## Gösterilen veriler:
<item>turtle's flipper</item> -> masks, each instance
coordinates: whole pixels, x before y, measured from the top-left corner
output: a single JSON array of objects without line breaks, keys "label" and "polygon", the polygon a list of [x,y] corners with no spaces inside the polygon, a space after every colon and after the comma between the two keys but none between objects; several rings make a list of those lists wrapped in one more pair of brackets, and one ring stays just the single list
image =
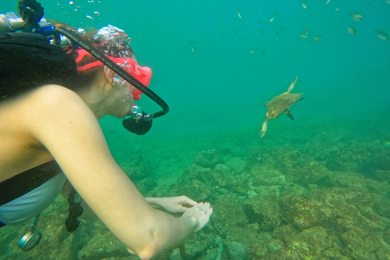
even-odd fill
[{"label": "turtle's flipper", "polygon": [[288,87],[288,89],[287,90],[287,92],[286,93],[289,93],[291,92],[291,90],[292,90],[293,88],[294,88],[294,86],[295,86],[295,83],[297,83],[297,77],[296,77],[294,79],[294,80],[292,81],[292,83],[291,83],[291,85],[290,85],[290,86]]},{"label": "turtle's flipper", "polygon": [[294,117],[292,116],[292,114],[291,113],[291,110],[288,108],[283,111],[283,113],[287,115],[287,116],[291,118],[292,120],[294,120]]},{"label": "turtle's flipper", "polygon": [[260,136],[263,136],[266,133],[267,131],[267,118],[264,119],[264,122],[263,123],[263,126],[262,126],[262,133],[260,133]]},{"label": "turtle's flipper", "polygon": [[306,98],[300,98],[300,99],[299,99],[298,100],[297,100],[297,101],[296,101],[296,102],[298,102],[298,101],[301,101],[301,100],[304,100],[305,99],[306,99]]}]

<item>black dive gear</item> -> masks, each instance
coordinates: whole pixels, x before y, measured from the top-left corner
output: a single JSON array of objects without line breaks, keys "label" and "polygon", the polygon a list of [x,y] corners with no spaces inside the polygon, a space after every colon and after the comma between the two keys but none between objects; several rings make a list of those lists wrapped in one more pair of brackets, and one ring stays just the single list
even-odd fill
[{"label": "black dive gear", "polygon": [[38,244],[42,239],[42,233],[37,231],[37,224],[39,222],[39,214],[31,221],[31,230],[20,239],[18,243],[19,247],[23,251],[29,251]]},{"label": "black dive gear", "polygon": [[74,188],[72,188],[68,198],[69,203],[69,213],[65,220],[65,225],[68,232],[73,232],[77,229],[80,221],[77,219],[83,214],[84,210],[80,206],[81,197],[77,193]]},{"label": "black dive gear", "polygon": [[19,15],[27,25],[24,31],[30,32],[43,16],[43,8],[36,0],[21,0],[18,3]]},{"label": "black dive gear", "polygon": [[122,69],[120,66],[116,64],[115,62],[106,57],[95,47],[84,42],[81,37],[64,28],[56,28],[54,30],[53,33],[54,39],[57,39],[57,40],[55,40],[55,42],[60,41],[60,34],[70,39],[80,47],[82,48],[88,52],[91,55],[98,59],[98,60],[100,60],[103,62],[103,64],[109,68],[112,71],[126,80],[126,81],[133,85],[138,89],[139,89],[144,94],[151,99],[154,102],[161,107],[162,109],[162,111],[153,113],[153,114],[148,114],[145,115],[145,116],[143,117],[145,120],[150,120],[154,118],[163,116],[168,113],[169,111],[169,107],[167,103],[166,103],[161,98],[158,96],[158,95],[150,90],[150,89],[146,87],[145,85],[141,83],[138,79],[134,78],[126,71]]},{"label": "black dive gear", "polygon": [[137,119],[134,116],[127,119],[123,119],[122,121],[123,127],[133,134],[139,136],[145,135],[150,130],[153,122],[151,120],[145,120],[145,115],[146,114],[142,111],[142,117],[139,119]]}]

==

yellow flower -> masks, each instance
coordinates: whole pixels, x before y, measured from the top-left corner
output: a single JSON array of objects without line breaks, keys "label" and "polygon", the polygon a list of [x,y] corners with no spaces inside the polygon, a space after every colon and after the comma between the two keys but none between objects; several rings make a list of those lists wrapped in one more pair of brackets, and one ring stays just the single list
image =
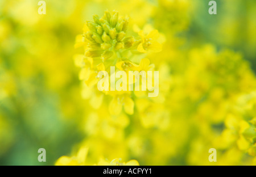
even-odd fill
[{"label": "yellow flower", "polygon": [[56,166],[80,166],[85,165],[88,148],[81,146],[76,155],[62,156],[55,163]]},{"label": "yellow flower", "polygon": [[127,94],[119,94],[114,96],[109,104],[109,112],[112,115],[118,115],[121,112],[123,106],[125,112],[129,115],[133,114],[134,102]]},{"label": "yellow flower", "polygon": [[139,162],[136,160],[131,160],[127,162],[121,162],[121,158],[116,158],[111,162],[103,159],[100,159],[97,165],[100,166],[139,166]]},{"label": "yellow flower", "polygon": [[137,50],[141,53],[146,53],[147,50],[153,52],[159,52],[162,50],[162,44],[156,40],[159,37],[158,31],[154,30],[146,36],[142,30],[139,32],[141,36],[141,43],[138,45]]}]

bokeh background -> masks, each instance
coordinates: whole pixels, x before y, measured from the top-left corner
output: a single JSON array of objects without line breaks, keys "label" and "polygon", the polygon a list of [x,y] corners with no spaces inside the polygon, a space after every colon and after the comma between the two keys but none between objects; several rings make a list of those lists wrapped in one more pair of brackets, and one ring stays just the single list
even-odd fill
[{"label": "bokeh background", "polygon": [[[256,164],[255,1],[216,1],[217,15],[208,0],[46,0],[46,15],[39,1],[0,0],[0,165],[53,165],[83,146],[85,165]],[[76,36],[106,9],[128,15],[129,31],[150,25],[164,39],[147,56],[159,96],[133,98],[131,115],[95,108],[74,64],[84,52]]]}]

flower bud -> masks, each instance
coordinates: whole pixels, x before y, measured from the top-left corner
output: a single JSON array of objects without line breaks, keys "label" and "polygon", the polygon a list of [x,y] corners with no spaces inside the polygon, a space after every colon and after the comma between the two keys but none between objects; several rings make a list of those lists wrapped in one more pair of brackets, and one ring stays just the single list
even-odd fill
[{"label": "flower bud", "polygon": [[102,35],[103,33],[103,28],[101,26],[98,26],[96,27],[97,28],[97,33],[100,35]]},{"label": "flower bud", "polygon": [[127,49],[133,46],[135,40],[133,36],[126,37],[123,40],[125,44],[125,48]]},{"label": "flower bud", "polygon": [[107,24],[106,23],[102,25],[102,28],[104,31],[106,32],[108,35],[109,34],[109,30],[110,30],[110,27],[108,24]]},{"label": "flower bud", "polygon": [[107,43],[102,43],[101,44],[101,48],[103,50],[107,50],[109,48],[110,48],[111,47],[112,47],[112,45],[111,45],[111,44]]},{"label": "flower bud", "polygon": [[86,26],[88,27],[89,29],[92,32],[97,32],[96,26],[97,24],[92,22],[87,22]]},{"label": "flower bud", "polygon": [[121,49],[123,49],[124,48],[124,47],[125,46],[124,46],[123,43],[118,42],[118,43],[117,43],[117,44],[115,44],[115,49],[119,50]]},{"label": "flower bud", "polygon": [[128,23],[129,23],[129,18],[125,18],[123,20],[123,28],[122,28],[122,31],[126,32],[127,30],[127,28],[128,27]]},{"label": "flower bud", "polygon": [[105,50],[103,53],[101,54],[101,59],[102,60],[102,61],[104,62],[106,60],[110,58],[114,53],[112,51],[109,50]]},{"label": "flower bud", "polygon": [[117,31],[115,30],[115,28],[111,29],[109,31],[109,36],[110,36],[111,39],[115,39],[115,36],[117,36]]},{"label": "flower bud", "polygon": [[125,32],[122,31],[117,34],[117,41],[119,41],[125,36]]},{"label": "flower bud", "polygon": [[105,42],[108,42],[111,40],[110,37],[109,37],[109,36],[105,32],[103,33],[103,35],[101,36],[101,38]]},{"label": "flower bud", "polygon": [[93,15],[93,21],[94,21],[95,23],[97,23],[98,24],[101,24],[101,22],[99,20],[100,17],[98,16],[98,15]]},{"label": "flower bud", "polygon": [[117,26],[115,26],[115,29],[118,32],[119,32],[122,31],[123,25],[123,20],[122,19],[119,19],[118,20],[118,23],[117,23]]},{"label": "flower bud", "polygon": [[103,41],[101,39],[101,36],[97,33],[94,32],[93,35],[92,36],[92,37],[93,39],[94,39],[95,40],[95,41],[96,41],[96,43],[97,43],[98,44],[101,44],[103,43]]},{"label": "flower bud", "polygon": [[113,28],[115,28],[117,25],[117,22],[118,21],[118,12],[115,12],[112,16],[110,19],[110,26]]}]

## Görev koşulları:
Yukarıdaki verilerde "item" dizesini içeren satır sayısını belirtin ve büyük-küçük harf ayrımını gözetin. Cevap olarak yalnızca sayıyı yazın.

## Tamamlanan görev:
2